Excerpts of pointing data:
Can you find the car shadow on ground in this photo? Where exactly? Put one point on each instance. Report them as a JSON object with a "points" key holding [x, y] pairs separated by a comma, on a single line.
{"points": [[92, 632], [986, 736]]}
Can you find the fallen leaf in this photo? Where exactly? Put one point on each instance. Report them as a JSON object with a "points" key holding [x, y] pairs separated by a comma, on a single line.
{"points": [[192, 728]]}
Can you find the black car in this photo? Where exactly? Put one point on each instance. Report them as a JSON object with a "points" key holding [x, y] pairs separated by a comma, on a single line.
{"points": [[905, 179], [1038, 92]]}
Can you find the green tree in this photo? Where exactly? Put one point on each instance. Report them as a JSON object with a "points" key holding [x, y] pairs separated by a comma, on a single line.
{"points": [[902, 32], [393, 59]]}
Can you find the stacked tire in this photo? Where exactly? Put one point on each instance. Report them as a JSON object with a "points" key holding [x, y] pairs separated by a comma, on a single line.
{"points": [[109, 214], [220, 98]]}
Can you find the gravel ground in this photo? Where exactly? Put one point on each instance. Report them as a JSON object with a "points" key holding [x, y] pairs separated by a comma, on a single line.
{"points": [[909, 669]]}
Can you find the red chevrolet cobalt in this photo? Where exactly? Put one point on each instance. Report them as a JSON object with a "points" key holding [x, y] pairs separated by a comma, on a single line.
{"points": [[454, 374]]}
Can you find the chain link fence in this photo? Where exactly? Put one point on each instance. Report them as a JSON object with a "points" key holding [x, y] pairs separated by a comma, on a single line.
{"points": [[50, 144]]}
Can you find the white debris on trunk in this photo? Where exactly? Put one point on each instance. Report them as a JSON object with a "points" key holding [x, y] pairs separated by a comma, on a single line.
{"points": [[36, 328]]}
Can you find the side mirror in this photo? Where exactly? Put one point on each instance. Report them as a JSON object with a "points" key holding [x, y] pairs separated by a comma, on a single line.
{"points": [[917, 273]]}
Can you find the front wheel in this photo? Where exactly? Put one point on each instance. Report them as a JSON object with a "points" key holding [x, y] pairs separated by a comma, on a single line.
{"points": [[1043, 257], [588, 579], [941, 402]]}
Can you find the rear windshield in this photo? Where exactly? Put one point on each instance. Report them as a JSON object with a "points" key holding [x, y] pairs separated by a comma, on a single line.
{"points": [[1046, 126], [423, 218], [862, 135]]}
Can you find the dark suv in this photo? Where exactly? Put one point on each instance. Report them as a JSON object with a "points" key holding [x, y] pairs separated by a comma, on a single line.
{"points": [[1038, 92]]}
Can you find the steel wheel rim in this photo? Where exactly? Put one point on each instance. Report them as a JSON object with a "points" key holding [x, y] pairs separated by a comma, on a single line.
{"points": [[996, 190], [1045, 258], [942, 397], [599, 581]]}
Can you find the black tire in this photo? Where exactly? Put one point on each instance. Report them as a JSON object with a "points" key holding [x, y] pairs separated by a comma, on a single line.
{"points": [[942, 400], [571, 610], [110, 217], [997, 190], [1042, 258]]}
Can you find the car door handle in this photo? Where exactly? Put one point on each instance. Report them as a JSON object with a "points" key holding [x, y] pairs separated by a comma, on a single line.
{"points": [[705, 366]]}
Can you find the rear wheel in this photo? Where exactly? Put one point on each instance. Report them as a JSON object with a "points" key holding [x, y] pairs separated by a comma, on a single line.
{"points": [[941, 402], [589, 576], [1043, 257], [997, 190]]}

Stated exercise: Type out the material again exactly as presented.

Answer below:
Can you find the car shadow on ground in this photo? Where exactly? Put one point on each instance. Report them as a JSON object with a "points" key holding [x, y] pairs separated by a comma, on a single line.
{"points": [[92, 632], [986, 736]]}
Can you find the fallen leaf in this photo? Where exactly? Put one point on each instance. Report them as a JSON object with a "points" key holding [x, y] pairs separated by a comma, on a single line.
{"points": [[192, 728]]}
Can you find the black car in this photo? Where exactly? Put one point on each instance. Report them as a JSON object with a "points" key holding [x, y] pairs separated by a comma, on a single line.
{"points": [[905, 179], [1038, 92]]}
Can you find the green tree in this photo? Where exactly? Put one point on each instance. Report them as a JSON object with a "points" key holding [x, y] pairs separated by a comma, on a single line.
{"points": [[902, 32], [393, 59]]}
Can you find the stacked tire in this photo? Where exactly? Put one point on each instance. Report them as a JSON object with a "points" key holding [x, y] pairs separated by a comma, on a single line.
{"points": [[109, 214], [220, 98]]}
Can you find the gravel ground in this photo? Where exactly? Put one point on each instance. Report them as a JSON object with a "points" key holding [x, y] pairs separated by a comma, on a single line.
{"points": [[909, 669]]}
Can you find the red chevrolet cobalt in this photo? Where exactly? Put one point on each instance. Report them as a JSON object with a "points" key holding [x, y] pairs separated by a comma, on a single line.
{"points": [[454, 374]]}
Can you find the chain link fence in this photo? Where exactly? Put one point on each instance. Report them as a JSON object with a "points" key holding [x, y] pairs separated by a comma, on a single line.
{"points": [[50, 144]]}
Can you find the white debris on trunk in this photo? Where exactly? Put one point on each instance. Report them as a JSON object with a "points" key holding [x, y] pairs separated by a comma, on a single line.
{"points": [[36, 328]]}
Can you find the side mirror in this photo? Where exactly? Put one point on each instance. Report them as a JSON object with a "points" key holding [x, y] pairs separated by a comma, on a single line.
{"points": [[917, 273]]}
Can you find the front wheel in this photo? Where exactly? Put one point on each instance. Report them as a JSON object with a "points" key holding [x, y] pairs separated by a comma, on a single line.
{"points": [[1043, 257], [588, 579], [941, 402]]}
Can you find the rear windshield in this photo? Where exactly? Put one point on each instance. Report them as a JSON object with a "points" key holding [x, y] pairs separated by a comma, on a single line.
{"points": [[1046, 126], [423, 218], [862, 135]]}
Can you find the dark suv in this photo? Where exactly? Put one point on each instance. Report them as a JSON object with a "points" key holding [x, y] pairs separated by a comma, on a single line.
{"points": [[1038, 92]]}
Can you find the steel wheel rim in this photo? Where exactly? Put one point on each instance. Report them as a JSON object with a "points" key holding [x, y] pairs separated by a comma, on a single line.
{"points": [[996, 190], [1045, 258], [942, 397], [599, 581]]}
Can you find the black tire in this photo? Where exactly? Put one point on each instance. Report them as a JSON object with a "points" key holding [x, y] pairs separated by a comma, on a single line.
{"points": [[942, 400], [571, 610], [110, 217], [997, 190], [1042, 258]]}
Can you find the car door handle in this photo? Where exactly? Put one point on each instance. Report them as a JSON object with a "points" key holding [x, y] pairs separated by a comma, on a single line.
{"points": [[705, 366]]}
Can you find the rear wheel in this photo? Where exactly? Put one point on each instance. Report them as a JSON object with a "points" key holding [x, y] pairs separated by a comma, on a single line.
{"points": [[941, 402], [589, 576], [1043, 257], [997, 190]]}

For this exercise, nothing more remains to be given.